- Texte fourni:
╭──

Surtout, ne pas parler de « protectionnisme » : dans le jargon européen, il s'agit de « réciprocité » ou de « commerce équitable ». Chantre depuis toujours des vertus du libre-échange, la Commission européenne est en train d'arrondir les angles. Elle a présenté mercredi un texte sur l'accès aux marchés publics, pour que l'Union, selon le mot du commissaire Michel Barnier, ne soit plus aussi « naïve » dans ses échanges avec l'Inde ou la Chine.
Cette proposition fait écho aux déclarations musclées du président candidat Nicolas Sarkozy, lors de son meeting de Villepinte, le 11 mars. Le chef de l'État avait alors expliqué, s'en prenant à la « technocratie » de Bruxelles : « L'Europe qui ouvre tous ses marchés publics quand d'autres n'en ouvrent aucun, c'est non. Agir ainsi, ce n'est pas accepter le libre-échange, c'est accepter d'être une Europe passoire. » Et de lancer un ultimatum : en l'absence de progrès au sein de l'Union d'ici « douze mois », la France appliquera seule ce principe de réciprocité.

╰──

- Votre tâche:
Répondez à ces questions d'après l'article ci-dessus sur l'accès aux marchés publics :
(a) Quel adjectif le commissaire Michel Barnier emploie-t-il pour qualifier ce que l'Union ne doit plus être dans ses échanges avec l'Inde ou la Chine ?
(b) Dans quelle ville et à quelle date s'est tenu le meeting de Nicolas Sarkozy ?
(c) Quel délai le chef de l'État fixe-t-il avant que la France applique seule le principe de réciprocité ?

[Entrées de données recueillies]
╭──

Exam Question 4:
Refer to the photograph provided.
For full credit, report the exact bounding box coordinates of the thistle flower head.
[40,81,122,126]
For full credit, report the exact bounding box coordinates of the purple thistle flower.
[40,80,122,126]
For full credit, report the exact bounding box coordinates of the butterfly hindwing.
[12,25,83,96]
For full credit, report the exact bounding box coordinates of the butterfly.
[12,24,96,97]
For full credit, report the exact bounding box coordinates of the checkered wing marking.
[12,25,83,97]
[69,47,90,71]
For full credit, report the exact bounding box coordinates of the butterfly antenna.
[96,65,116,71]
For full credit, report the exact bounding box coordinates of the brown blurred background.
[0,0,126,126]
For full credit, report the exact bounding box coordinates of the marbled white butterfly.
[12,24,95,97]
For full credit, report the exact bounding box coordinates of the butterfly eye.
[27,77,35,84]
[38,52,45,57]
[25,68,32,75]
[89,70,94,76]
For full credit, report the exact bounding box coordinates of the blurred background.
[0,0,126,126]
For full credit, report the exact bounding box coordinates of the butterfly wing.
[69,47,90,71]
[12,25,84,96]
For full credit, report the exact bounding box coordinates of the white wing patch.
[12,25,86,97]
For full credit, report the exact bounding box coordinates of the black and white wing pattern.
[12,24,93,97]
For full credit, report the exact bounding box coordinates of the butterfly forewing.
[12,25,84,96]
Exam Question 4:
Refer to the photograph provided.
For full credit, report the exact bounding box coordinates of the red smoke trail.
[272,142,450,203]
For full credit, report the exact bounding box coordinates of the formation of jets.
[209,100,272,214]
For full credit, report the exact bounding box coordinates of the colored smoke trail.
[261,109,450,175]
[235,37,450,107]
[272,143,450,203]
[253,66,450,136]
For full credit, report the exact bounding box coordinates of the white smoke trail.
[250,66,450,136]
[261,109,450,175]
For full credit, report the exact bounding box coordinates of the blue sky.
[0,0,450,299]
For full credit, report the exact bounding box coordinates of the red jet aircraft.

╰──

- Résultat obtenu:
(a) « Naïve ».
(b) À Villepinte, le 11 mars.
(c) Douze mois.